TASK REQUIREMENTS: Render every line of the listing below as a JSON array of strings, one string per line, omitting blank lines. Leave the pictures out of your answer.

INFORMATION SHOWN:
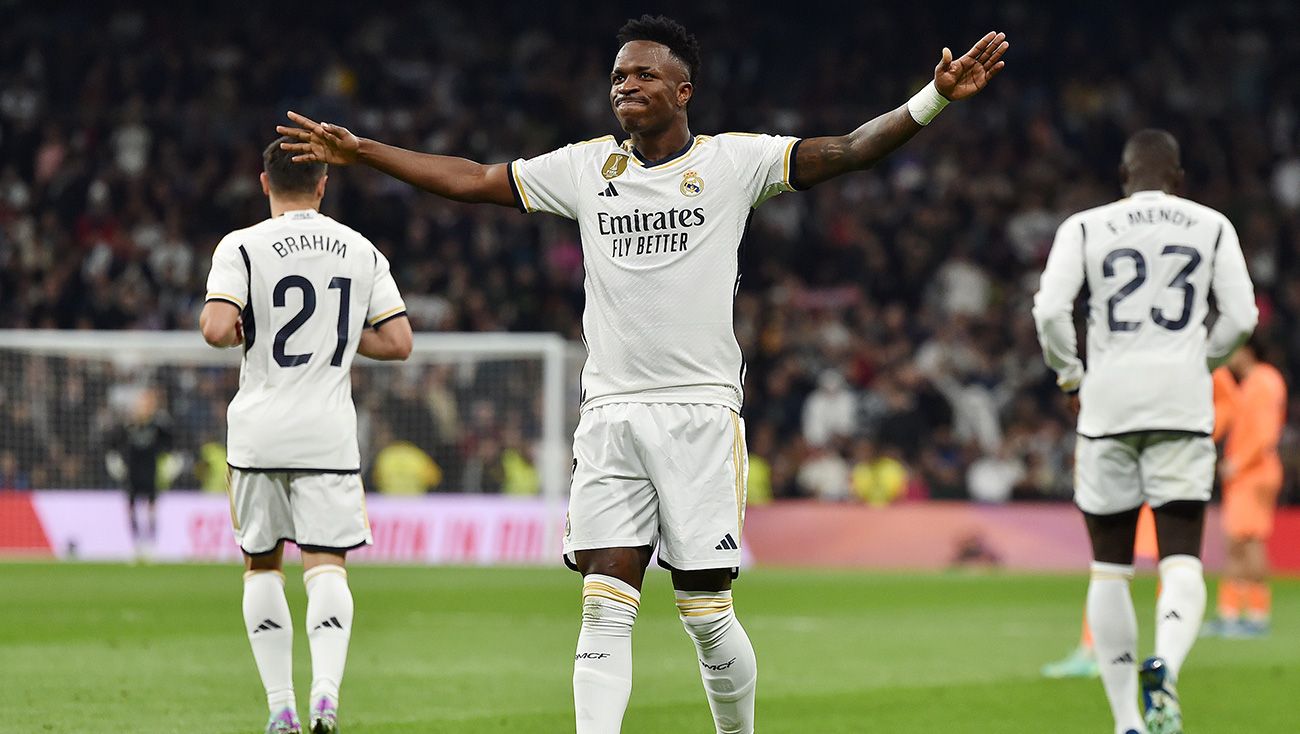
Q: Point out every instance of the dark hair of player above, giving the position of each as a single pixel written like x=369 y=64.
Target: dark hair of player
x=667 y=31
x=287 y=177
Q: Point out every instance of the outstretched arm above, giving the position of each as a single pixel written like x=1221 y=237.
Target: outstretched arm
x=449 y=177
x=820 y=159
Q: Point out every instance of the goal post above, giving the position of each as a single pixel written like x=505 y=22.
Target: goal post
x=463 y=399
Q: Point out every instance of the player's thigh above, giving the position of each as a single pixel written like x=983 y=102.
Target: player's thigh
x=697 y=461
x=1106 y=478
x=259 y=509
x=329 y=511
x=1248 y=508
x=1177 y=467
x=612 y=503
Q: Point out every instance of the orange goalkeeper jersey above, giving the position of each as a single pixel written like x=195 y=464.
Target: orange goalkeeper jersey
x=1259 y=415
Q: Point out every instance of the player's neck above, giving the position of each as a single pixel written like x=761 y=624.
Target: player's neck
x=663 y=143
x=281 y=205
x=1140 y=186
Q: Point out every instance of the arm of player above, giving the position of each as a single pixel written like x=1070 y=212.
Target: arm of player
x=1234 y=294
x=220 y=324
x=389 y=341
x=459 y=179
x=820 y=159
x=1053 y=305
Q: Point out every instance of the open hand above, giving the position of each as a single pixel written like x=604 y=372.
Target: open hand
x=320 y=142
x=960 y=78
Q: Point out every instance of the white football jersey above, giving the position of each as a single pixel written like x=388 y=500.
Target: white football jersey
x=1149 y=263
x=661 y=244
x=307 y=287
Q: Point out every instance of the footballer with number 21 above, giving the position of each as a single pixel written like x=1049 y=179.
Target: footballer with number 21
x=659 y=450
x=303 y=295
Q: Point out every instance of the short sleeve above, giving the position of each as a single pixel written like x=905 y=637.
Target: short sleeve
x=385 y=299
x=765 y=163
x=228 y=281
x=546 y=183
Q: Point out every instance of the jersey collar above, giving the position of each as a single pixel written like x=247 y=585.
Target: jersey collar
x=645 y=163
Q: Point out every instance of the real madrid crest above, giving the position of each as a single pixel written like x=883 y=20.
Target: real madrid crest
x=614 y=166
x=690 y=183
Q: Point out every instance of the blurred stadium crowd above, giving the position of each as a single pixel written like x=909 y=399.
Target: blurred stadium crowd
x=885 y=316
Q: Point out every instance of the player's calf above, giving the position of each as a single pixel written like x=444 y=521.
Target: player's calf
x=602 y=667
x=329 y=629
x=271 y=633
x=727 y=663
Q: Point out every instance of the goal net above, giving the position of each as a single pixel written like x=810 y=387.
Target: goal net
x=464 y=446
x=473 y=413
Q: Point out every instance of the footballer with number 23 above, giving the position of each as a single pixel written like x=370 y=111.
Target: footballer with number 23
x=659 y=447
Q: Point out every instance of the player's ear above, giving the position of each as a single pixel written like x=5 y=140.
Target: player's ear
x=685 y=90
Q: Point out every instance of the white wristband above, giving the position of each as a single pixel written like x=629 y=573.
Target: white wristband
x=926 y=104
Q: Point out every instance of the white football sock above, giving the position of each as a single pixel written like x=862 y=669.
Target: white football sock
x=329 y=626
x=271 y=633
x=727 y=661
x=1114 y=634
x=1179 y=609
x=602 y=668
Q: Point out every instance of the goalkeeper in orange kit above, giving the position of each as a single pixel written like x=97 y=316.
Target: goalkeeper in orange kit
x=1252 y=477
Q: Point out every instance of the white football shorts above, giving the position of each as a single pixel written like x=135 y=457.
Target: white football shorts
x=308 y=508
x=659 y=473
x=1119 y=473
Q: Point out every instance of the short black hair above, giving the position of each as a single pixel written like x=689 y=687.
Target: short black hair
x=287 y=177
x=667 y=31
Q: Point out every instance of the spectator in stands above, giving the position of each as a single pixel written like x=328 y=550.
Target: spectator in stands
x=830 y=411
x=876 y=478
x=402 y=468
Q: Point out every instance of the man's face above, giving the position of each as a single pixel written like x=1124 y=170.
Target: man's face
x=648 y=86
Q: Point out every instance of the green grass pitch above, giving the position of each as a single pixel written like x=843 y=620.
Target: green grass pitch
x=161 y=648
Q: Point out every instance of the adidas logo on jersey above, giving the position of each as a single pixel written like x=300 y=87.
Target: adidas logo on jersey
x=329 y=624
x=265 y=626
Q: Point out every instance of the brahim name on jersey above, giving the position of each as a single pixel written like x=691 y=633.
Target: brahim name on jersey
x=290 y=244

SOLUTION FOR THIS EXERCISE:
[
  "Q: Point out every instance of the dark hair of player above, giving the position of each as a single pixel written like x=369 y=64.",
  "Target: dark hair of player",
  "x=667 y=31",
  "x=287 y=177",
  "Q: Point out every instance of the outstretched arm above, giving the position of each as a single pixel written like x=1221 y=237.",
  "Target: outstretched arm",
  "x=449 y=177",
  "x=820 y=159",
  "Q: Point out every instance of the goal post above, giving the position of each as a single pixel written like x=505 y=22.",
  "Target: goal post",
  "x=463 y=399",
  "Q: Point out every instance of the player's thigh above, giving the position of each as a single pixel written like x=983 y=102.",
  "Target: player's thigh",
  "x=697 y=461",
  "x=1106 y=478",
  "x=259 y=509",
  "x=329 y=511",
  "x=1248 y=508",
  "x=1177 y=467",
  "x=612 y=503",
  "Q: Point out every instance of the orange goalkeeper jersey above, giving the position of each as a single pixel written like x=195 y=464.",
  "Target: orange goalkeeper jersey",
  "x=1259 y=415",
  "Q: Point out every instance of the player's neck above, giving the position of each as a single pixel written like x=761 y=624.",
  "Target: player's neck",
  "x=663 y=143",
  "x=281 y=205",
  "x=1140 y=186",
  "Q: Point out every instance of the arm of player above, giving the position of each as a single pixel written like x=1070 y=212.",
  "Target: arm of player",
  "x=1234 y=294",
  "x=220 y=324",
  "x=389 y=341",
  "x=459 y=179",
  "x=820 y=159",
  "x=1053 y=305",
  "Q: Point out every instance of the open hand above, giving the position of each as a single pixel written like x=604 y=372.",
  "Target: open hand",
  "x=320 y=142",
  "x=960 y=78",
  "Q: Point out every instance of the white football jersey above, giving the position of each as a single pixel written like x=388 y=500.",
  "Target: white football jersey",
  "x=1149 y=263",
  "x=661 y=244",
  "x=307 y=287",
  "Q: Point out every instance of the footballer with number 21 above, giving the position of each as a single pixel written like x=1049 y=179.",
  "Target: footballer with number 21",
  "x=659 y=450",
  "x=303 y=295",
  "Q: Point out every instance of the short sleeve above, giving the position of each as a single pixel written like x=905 y=637.",
  "Target: short sleeve",
  "x=385 y=299",
  "x=765 y=163",
  "x=228 y=281",
  "x=546 y=183",
  "Q: Point out every instance of the jersey collar above, giving the position of each as a single pixel written like x=247 y=585.",
  "Target: jersey collar",
  "x=645 y=163",
  "Q: Point out every instance of the real madrid crest above, giving the position of each as a single pixel written like x=883 y=20.",
  "Target: real madrid crest",
  "x=614 y=166",
  "x=690 y=183",
  "Q: Point out every instance of the blurred stadium crowd above, giving the position of each as a single pixel written like x=909 y=399.",
  "Target: blurred stadium crowd",
  "x=885 y=316",
  "Q: Point out every instance of the player's calf above, giving the position of each as a single pixel written like x=444 y=521.",
  "Target: player's calf",
  "x=602 y=667",
  "x=329 y=629",
  "x=271 y=633",
  "x=727 y=663",
  "Q: Point out every instance of the goal net above, giving the position of each as a single pixel written like x=810 y=387.",
  "Target: goal net",
  "x=464 y=446",
  "x=473 y=413",
  "Q: Point out every instance of the footballer with number 23 above, giving the position of each as a single pixel written like x=370 y=111.",
  "Target: footballer with number 23",
  "x=659 y=447",
  "Q: Point out every instance of the player's ear above, giving the position of each as a single pixel written like x=5 y=140.",
  "Target: player's ear",
  "x=685 y=90",
  "Q: Point out every instance of the white wristband above, giving the position of each as a single pixel written like x=629 y=573.",
  "Target: white wristband",
  "x=926 y=104",
  "Q: Point out every instance of the white football sock above, giving the position of each as a single pixel written like x=862 y=669.",
  "Target: white football sock",
  "x=329 y=626",
  "x=271 y=633",
  "x=727 y=661",
  "x=1114 y=634",
  "x=1179 y=609",
  "x=602 y=668",
  "Q: Point out every instance of the goalkeeper in orange kit above, giving the position of each as a single pixel written like x=97 y=316.",
  "Target: goalkeeper in orange kit",
  "x=1252 y=477",
  "Q: Point out every instance of the white football shorts above, giving the position of each as a single pixel written like x=135 y=457.",
  "Target: white football shorts",
  "x=308 y=508",
  "x=659 y=473",
  "x=1119 y=473",
  "Q: Point out every instance of the short black hair above, giving the position of each as a single pixel written like x=689 y=687.",
  "Target: short black hair",
  "x=287 y=177",
  "x=667 y=31",
  "Q: Point out every instance of the spectator in stands above, giving the position of each as a single pixel written like x=328 y=550.",
  "Target: spectator in stands",
  "x=830 y=411",
  "x=876 y=478",
  "x=402 y=468",
  "Q: Point out every instance of the man's face above, giving the position of each as a single pixel written like x=1124 y=170.",
  "Target: man's face",
  "x=648 y=86",
  "Q: Point out every instance of the green grass pitch above, giving the position of each as a single pixel written like x=843 y=620.",
  "Target: green grass pitch",
  "x=161 y=648",
  "Q: Point out every instance of the adidas logo on jersey above, giving the position of each as a single pixel written like x=300 y=87.",
  "Target: adidas logo on jersey",
  "x=329 y=624",
  "x=265 y=626",
  "Q: Point out every instance of the brahim name on jersey above, giving the position of each as a single pixel written like x=691 y=633.",
  "Target: brahim name on jersey",
  "x=290 y=244"
]